# Start of DATASET

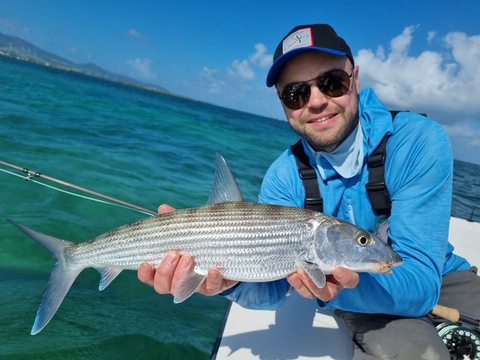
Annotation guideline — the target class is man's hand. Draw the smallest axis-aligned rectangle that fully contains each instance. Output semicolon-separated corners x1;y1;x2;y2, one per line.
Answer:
137;204;237;296
287;267;360;302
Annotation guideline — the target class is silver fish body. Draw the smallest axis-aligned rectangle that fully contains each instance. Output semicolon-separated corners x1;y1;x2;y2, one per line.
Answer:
64;202;398;281
11;156;402;334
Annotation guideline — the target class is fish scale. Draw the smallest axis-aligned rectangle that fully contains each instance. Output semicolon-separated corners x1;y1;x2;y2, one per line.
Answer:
69;202;311;280
11;154;402;335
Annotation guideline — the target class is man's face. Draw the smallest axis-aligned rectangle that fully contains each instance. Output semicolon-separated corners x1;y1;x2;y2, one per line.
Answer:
276;52;359;152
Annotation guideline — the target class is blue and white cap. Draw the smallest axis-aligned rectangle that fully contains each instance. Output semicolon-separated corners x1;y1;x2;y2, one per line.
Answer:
267;24;355;87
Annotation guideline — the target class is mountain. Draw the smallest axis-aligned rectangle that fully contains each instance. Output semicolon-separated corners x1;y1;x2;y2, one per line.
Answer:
0;33;170;94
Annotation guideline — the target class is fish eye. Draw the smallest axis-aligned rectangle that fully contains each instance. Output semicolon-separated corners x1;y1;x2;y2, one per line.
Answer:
355;231;373;247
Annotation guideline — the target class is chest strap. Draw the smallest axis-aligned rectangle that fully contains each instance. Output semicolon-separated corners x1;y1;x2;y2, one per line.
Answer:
291;111;399;216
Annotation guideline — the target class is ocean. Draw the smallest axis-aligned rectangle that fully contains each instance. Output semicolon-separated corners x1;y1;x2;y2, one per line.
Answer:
0;58;480;360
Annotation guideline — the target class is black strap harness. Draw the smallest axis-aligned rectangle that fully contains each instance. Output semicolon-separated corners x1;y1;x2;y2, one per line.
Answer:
291;111;399;216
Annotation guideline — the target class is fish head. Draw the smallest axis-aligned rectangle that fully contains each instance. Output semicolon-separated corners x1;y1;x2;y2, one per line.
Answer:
313;218;403;274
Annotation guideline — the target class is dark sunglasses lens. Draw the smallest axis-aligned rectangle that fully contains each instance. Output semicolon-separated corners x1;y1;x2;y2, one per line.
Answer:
317;70;350;97
282;83;310;110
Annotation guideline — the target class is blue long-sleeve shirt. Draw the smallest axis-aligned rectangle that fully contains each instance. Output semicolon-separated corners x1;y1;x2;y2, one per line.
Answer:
224;89;470;317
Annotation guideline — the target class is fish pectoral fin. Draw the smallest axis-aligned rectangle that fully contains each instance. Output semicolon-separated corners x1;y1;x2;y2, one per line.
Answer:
97;268;123;291
173;272;207;304
301;261;326;288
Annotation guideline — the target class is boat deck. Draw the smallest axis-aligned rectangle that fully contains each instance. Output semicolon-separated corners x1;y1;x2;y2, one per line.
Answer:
213;218;480;360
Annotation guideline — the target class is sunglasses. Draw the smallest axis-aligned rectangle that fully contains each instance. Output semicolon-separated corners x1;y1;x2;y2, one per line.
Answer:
280;70;353;110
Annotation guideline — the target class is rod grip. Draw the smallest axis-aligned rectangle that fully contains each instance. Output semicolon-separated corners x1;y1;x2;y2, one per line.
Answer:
432;304;460;322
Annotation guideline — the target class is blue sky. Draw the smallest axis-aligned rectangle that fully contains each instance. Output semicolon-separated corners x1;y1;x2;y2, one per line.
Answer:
0;0;480;163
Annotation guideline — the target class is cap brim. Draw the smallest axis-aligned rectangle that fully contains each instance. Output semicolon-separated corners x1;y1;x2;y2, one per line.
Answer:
267;46;347;87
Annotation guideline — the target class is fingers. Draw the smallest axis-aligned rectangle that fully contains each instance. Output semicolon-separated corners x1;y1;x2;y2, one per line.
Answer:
137;261;155;286
158;204;175;214
287;269;315;299
333;267;360;289
153;251;183;294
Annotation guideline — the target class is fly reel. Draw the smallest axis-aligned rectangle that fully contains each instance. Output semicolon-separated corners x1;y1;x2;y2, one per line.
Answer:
437;321;480;360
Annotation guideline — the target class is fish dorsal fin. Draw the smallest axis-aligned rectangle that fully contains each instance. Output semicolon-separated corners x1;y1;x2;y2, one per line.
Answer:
173;272;207;304
207;153;243;205
97;267;123;291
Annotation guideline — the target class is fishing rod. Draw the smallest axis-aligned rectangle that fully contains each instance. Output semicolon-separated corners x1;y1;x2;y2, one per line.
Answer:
0;160;157;215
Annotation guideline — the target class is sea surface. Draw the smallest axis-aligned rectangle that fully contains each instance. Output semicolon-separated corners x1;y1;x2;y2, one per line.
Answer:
0;58;480;360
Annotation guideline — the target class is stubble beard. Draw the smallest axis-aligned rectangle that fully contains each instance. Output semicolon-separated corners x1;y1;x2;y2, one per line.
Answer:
292;109;358;152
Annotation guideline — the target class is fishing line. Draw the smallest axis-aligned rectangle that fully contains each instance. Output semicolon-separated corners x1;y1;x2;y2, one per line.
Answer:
0;161;157;216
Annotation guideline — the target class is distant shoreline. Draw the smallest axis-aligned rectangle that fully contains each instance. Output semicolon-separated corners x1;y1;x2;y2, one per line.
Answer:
0;49;174;97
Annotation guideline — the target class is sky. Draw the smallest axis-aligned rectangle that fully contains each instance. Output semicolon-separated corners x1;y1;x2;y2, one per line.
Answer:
0;0;480;164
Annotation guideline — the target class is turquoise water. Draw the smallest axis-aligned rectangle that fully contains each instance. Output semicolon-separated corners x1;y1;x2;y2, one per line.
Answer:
0;58;480;360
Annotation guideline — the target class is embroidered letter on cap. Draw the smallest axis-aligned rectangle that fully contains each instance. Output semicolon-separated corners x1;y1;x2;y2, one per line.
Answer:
282;28;313;54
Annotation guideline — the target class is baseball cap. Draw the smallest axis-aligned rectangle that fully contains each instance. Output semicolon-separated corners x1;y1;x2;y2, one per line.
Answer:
267;24;355;87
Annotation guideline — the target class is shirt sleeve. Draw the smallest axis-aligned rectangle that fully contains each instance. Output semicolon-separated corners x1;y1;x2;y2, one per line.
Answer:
320;114;453;317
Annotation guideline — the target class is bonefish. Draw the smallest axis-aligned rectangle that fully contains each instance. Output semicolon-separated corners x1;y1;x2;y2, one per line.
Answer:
11;154;402;335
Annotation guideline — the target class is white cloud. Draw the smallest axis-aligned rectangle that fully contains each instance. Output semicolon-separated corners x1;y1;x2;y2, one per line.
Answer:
356;27;480;121
200;67;227;94
227;60;255;81
200;43;272;95
355;26;480;162
128;29;147;43
127;58;157;81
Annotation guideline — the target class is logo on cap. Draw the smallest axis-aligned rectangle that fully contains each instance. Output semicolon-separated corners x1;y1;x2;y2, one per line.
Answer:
282;28;313;54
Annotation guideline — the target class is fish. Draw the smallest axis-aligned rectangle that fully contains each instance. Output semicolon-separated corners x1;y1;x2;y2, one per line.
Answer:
8;153;403;335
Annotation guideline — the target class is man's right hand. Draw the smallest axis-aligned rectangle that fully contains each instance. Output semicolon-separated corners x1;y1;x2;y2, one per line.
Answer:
137;204;238;296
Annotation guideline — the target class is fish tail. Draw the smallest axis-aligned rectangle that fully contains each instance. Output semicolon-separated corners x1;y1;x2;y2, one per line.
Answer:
8;220;83;335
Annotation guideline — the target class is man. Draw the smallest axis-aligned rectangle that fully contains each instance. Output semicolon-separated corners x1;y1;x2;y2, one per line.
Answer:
138;24;480;359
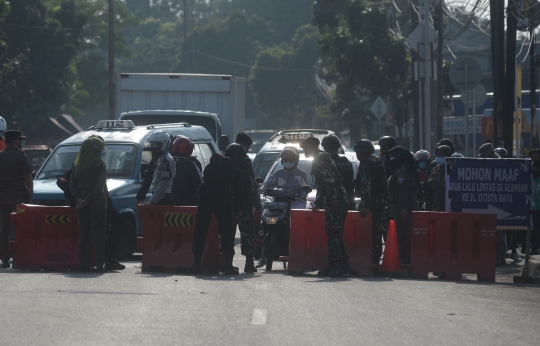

# End of DATASET

• _PROBLEM DETAILS_
Reproduce every line of the records from the line containing "Annotation guideline — the target class is fish pectoral" through the line containing "213;218;480;360", inclusive. Copy each line unchanged, but add 146 to every bounding-box coordinate in the answers.

• _SOLUTION FOR THIS PROBLEM_
Annotation guideline — the target class is fish pectoral fin. Draw the smallest axis-aligned rectangle that fully contains each instance. Output semicolon-separated corners x1;y1;x2;y2, one per line.
Answer:
243;414;269;437
319;418;353;450
447;407;472;434
Annotation guideline — the target class is boat deck. Draw the smallest axis-aligned rectangle that fully contains each instance. Output semicolon-separated corners x1;y1;x2;y2, one per line.
Answer:
359;364;626;506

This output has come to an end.